-------- Texto extraído
Jornal da USP —
Uma pesquisa realizada pela ONG Carbon Plan, em conjunto com o jornal The Washington Post, investigou o dano potencial que o calor pode causar ao planeta a longo prazo. No estudo foi previsto quais serão as cidades mais quentes até o ano de 2050.
A ONG evidencia a perspectiva de que, em cerca de 30 anos, aproximadamente 5 bilhões de pessoas estarão expostas a, pelo menos, um mês de calor prejudicial à saúde humana. A análise foi feita por meio de uma escala que combinou temperatura, umidade, luminosidade solar e vento e que determinou que 32° Celsius é a condição limite para a saúde do indivíduo. Eles reforçam que essa condição é nociva até mesmo para um adulto saudável, caso exposto por mais de 15 minutos, e pode ser responsável pelo aumento da morte de pessoas em consequência de altas temperaturas.
Paulo Artaxo, professor do Departamento de Física Aplicada do Instituto de Física da Universidade de São Paulo, analisou o estudo e comentou: “Essas hipóteses levantadas podem se tornar realidade. Eles têm base física, base científica e só reforçam a necessidade urgente da redução de emissões de gases de efeito estufa, que é a única maneira que nós temos de evitar um colapso do sistema climático”.
----------------
-------- Os dados
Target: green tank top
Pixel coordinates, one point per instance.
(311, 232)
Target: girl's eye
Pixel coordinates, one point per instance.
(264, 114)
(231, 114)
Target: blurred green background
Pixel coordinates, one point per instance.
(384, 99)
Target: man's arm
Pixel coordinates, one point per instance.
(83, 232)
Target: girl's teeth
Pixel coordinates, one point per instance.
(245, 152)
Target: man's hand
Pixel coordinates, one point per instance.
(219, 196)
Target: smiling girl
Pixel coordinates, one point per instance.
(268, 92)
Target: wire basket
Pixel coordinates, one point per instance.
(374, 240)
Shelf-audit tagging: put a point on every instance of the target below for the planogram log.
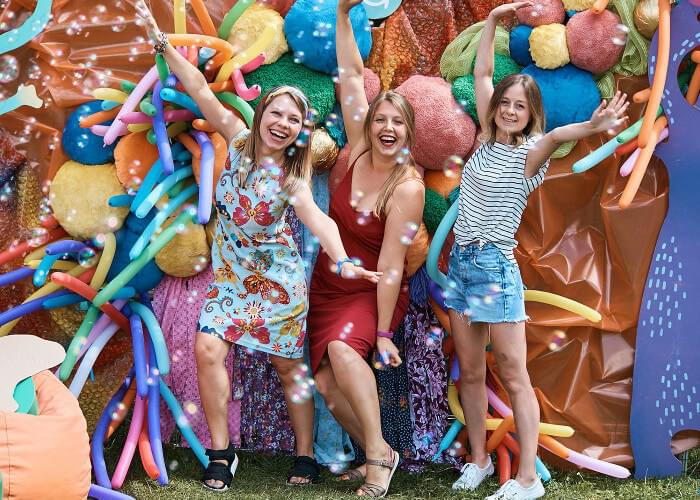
----------------
(O que fazer) Prossiga com o texto sobre as cidades mais quentes até 2050 a partir da última frase apresentada.

(Resposta esperada)
Consequências do superaquecimento
As mudanças climáticas estão associadas, no geral, a desastres como queimadas e enchentes. Entretanto, os perigos do calor extremo são mais silenciosos e menos visuais — pessoas morrem nas ruas, outras adquirem doenças cardíacas e mentais por consequência dessa conjuntura. “Com as emissões atuais, a temperatura deve chegar, na segunda parte deste século, em 3° Celsius de média global, o que significa, em áreas continentais, como o Nordeste brasileiro ou a Amazônia, um aumento da ordem de 4° a 4,5º”, garante o professor.
Paulo Artaxo – Foto: Arquivo Pessoal
As métricas mais populares avaliam apenas a temperatura e a umidade, o que auxilia na explicação de como o corpo trabalha para controlar sua temperatura. Em contraponto, a temperatura de bulbo úmido analisa a influência do Sol e do vento na capacidade das pessoas em se resfriar.
De acordo com o levantamento, a temperatura absoluta não é tudo. Portanto, é levado em conta o aumento repentino da temperatura, pois isso ameaça a capacidade dos indivíduos em lidar com a situação, mesmo nos lugares que já são quentes. Artaxo garante que as áreas mais atingidas pelo aquecimento global serão as que já viviam no limiar de temperaturas perigosas, antes da intensificação dos eventos climáticos.
Um estudo da revista Lancet Planetary Health, publicado em 2021, apontou que ocorrem cerca de meio milhão de mortes ao redor do planeta devido ao calor excessivo e o número de pessoas acometidas por doenças crônicas desencadeadas por esse contexto está em crescimento.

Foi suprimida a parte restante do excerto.